[STATED GOAL]: Write out the passage of the diecast chase car post that begins at the words "# New diecast" and stops after "very rare one.".
## Start EXTRACTED TEXT
# New diecast this morning!!!



## mopac (Feb 24, 2011)

Since these are 1/64 scale diecast cars I feel ok posting about them here. I have told you all I collect diecast cars. To be more precise, I collect chase cars. Whats a chase car? There are 3 major producers of diecast chase cars. Chase cars are 1 to 2 % of the total run. Very rare. Johnny Lightning have chase cars called White Lightnings and usually have white traits. GreenLight chase cars are called Green Machines and have green traits. M2 chase cars have gold traits. I went to Toys R Us this morning because I knew they were getting a truck today. They usually have the truck unloaded and stocked on the pegs by the time the store opens. So I keep up on when their trucks are due. These things do not last long on the pegs. I am there when the doors open. Well, I found one this morning. It is a very rare one.
## End EXTRACTED TEXT
## Start INFORMATION PROVIDED
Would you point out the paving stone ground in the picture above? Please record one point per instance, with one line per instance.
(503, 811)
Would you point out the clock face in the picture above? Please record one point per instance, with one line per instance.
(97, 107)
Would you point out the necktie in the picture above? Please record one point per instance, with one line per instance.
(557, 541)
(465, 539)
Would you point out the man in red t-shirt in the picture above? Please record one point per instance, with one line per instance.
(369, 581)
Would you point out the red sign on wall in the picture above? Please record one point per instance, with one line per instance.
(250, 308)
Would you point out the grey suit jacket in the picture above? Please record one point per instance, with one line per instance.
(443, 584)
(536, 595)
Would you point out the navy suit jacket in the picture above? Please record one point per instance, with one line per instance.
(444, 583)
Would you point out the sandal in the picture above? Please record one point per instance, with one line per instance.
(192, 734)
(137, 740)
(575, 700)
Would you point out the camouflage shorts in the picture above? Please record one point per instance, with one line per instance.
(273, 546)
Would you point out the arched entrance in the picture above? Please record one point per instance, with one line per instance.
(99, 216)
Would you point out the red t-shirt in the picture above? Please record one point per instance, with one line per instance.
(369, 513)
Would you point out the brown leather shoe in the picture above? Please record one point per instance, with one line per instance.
## End INFORMATION PROVIDED
[FINAL RESULT]:
# New diecast this morning!!!



## mopac (Feb 24, 2011)

Since these are 1/64 scale diecast cars I feel ok posting about them here. I have told you all I collect diecast cars. To be more precise, I collect chase cars. Whats a chase car? There are 3 major producers of diecast chase cars. Chase cars are 1 to 2 % of the total run. Very rare. Johnny Lightning have chase cars called White Lightnings and usually have white traits. GreenLight chase cars are called Green Machines and have green traits. M2 chase cars have gold traits. I went to Toys R Us this morning because I knew they were getting a truck today. They usually have the truck unloaded and stocked on the pegs by the time the store opens. So I keep up on when their trucks are due. These things do not last long on the pegs. I am there when the doors open. Well, I found one this morning. It is a very rare one.